### EXCERPTED TEXT:
Shortly after Eris's resurrection in her own Throne World, the Guardian is guided by Eris on the Dreadnaught to further hone their Taken powers, this time through a path of ambition by allowing their Taken powers to control them. They are then sent to the Shrine of Oryx deep within Earth's Moon to continue their training, only to discover that the Hive there have now possessed the power to Take neither through Oryx nor the Witness, but through an unknown being second only to the Winnower from within the Ascendant Realm. The Guardian pushes through into the Shrine of Oryx and eradicate the Dire Taken and Hive there, though Eris questions why Oryx has not taken any notice. They soon witness a conversation between Savathûn and Oryx from within the Ascendant Realm, where Savathûn advises Oryx that the Witness had lied to them into communing with the Worm Gods of Fundament to become the first Hive (as depicted during The Witch Queen), and that they were meant for the Light, only for Oryx to angrily admonish her for her heresy. The Guardian then returns to the Dreadnaught to obtain pieces of the starship's flesh for Eris's ritual to imprison Oryx and the Echo of Navigation in her Throne World. After bringing the pieces to Eris, Sloane then appears, expressing doubt that Eris's methods for the Guardian to control their Taken powers will work; Eris avoids arguing with Sloane and advises the Guardian to continue honing their Taken powers of resolve and ambition in order for the ritual to be successful.

### PROBLEMS TO WORK ON:
(a) Do these statements agree with the text on the Guardian's Taken training? Answer yes or no for each, quoting the words that decide it.
(i) The Hive in the Shrine of Oryx gained the power to Take through the Witness.
(ii) The Guardian goes back to the Dreadnaught for pieces of the starship's flesh.
(iii) Eris argues with Sloane about her methods.
(b) Answer these questions from the text on the Guardian's Taken training:
(i) Where is the Shrine of Oryx?
(ii) According to Savathûn, who lied to Oryx?
(iii) Who appears after the Guardian brings the pieces to Eris?
(c) What locations does the text on the Guardian's Taken training name? List every one.

### SUPPLIED DATA:
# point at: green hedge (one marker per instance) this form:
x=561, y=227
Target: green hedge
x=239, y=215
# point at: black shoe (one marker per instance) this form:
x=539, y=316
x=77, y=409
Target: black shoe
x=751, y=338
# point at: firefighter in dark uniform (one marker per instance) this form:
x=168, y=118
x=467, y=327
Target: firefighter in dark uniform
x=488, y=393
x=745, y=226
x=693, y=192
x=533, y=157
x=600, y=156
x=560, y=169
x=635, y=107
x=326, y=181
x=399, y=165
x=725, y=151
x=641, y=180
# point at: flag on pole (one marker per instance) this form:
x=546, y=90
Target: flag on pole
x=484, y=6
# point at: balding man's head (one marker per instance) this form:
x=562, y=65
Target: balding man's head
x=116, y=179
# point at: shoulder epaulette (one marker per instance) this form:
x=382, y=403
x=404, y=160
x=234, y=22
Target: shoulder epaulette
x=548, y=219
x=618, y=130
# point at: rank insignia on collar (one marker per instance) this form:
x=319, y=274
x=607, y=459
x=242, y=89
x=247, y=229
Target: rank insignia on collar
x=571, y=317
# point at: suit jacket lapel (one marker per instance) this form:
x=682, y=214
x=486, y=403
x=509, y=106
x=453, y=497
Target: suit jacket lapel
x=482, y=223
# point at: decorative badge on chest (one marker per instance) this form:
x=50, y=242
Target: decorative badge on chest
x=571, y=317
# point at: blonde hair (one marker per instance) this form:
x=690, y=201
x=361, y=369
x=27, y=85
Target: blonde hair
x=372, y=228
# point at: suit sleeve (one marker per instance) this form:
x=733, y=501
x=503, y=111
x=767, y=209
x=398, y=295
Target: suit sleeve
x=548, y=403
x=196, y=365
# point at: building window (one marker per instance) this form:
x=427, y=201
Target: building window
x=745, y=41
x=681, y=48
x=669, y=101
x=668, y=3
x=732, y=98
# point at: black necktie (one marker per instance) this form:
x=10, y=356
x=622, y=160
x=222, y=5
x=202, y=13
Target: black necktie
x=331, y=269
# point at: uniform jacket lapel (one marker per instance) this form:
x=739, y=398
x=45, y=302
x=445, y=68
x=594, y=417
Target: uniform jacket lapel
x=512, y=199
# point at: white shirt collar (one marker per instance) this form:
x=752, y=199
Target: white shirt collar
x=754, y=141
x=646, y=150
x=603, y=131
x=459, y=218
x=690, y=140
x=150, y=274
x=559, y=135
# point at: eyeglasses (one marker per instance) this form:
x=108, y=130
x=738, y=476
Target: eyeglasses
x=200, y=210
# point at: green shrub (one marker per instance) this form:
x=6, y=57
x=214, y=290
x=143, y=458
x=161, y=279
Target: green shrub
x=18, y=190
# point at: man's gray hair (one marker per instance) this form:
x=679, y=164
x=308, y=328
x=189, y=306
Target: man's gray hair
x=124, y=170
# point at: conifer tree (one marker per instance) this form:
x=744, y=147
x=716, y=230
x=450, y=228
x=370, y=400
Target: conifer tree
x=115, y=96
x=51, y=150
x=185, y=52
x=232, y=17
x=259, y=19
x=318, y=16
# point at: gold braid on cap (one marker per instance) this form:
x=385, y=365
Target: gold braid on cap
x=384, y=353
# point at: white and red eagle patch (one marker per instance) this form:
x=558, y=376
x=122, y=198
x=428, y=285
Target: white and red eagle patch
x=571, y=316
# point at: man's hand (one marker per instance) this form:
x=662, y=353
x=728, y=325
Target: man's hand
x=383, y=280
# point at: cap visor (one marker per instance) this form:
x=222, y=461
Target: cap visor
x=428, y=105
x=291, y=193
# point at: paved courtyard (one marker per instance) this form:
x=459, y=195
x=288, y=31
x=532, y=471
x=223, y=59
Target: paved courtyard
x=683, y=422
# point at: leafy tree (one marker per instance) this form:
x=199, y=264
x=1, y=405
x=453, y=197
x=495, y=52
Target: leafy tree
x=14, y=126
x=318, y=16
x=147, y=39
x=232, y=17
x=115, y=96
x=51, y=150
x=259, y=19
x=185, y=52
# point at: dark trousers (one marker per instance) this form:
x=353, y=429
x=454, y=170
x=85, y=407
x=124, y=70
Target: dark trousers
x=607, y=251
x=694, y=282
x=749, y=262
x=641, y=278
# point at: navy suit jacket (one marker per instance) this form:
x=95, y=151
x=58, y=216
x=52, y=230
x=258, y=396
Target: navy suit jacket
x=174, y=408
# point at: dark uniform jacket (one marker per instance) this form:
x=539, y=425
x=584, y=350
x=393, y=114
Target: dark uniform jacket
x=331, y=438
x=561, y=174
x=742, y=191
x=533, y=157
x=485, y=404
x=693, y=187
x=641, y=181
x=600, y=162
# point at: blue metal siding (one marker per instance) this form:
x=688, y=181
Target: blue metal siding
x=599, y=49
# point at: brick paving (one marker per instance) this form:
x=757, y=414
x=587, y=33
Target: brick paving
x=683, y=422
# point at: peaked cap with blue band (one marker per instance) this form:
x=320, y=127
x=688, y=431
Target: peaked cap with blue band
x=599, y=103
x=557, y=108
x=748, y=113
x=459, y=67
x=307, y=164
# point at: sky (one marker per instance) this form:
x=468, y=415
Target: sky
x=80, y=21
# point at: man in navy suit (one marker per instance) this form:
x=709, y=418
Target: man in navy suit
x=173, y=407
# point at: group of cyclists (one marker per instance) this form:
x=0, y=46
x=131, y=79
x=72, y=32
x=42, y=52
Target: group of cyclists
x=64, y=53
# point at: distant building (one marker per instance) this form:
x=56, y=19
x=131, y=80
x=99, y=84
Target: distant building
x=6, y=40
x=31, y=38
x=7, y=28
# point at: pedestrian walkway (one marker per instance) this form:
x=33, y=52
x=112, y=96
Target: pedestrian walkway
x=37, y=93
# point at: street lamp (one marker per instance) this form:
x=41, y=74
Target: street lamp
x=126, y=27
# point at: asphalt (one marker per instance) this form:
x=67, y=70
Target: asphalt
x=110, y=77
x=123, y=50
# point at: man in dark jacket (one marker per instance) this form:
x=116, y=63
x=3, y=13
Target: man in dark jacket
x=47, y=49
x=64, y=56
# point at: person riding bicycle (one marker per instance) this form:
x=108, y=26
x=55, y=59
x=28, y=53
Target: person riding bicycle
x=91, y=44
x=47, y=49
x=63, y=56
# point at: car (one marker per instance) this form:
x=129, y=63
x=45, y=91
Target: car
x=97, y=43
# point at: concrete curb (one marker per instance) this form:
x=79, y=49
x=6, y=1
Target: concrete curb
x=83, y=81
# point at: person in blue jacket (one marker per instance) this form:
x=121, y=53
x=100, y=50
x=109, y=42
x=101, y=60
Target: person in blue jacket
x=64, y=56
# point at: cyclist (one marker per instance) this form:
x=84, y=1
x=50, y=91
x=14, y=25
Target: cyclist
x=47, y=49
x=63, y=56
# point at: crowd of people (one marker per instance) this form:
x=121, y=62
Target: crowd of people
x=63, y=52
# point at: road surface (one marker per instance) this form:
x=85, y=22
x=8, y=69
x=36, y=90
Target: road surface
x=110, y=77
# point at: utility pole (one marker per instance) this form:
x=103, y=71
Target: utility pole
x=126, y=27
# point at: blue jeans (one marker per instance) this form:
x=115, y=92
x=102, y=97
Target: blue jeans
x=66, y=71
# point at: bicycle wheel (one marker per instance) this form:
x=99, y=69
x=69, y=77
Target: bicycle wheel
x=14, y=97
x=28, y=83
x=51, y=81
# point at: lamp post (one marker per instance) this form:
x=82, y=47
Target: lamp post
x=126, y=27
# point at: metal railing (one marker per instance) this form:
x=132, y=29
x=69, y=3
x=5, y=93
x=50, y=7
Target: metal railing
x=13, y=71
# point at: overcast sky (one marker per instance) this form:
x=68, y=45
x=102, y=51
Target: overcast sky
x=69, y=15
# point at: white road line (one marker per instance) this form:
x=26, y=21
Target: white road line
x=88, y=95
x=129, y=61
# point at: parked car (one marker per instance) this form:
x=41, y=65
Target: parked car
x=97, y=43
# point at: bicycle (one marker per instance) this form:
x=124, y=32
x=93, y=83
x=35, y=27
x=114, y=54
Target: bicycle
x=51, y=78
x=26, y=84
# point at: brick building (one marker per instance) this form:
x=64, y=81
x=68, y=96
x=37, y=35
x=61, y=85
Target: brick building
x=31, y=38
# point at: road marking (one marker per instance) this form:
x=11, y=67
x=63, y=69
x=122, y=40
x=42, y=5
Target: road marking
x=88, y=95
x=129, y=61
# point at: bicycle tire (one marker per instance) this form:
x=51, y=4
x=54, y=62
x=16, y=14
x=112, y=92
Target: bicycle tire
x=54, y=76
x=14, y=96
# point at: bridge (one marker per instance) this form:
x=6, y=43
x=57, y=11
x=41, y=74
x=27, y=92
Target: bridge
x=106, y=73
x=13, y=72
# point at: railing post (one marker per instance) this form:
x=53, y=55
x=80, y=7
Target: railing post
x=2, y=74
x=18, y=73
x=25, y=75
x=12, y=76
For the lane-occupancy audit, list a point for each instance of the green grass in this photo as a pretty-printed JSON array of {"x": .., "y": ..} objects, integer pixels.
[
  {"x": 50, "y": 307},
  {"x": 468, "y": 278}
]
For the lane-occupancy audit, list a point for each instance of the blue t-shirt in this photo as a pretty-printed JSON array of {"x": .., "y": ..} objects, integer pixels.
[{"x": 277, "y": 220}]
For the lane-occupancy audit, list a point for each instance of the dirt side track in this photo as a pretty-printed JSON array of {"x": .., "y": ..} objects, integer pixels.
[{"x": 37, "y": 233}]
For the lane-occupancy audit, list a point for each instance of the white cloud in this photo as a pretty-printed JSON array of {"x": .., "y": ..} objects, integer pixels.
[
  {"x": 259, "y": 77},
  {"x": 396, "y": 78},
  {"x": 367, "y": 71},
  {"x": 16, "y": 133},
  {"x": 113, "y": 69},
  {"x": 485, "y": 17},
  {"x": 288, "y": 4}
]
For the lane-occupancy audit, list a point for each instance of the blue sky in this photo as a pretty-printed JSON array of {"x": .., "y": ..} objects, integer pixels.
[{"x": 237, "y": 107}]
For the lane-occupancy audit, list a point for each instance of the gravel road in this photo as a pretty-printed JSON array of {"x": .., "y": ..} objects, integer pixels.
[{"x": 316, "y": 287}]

### RESPONSE LIST:
(a)
(i) No: "the Hive there have now possessed the power to Take neither through Oryx nor the Witness"
(ii) Yes: "The Guardian then returns to the Dreadnaught to obtain pieces of the starship's flesh for Eris's ritual"
(iii) No: "Eris avoids arguing with Sloane"

(b)
(i) Deep within Earth's Moon
(ii) The Witness
(iii) Sloane

(c)
Eris's Throne World
The Dreadnaught
The Shrine of Oryx
Earth's Moon
The Ascendant Realm
Fundament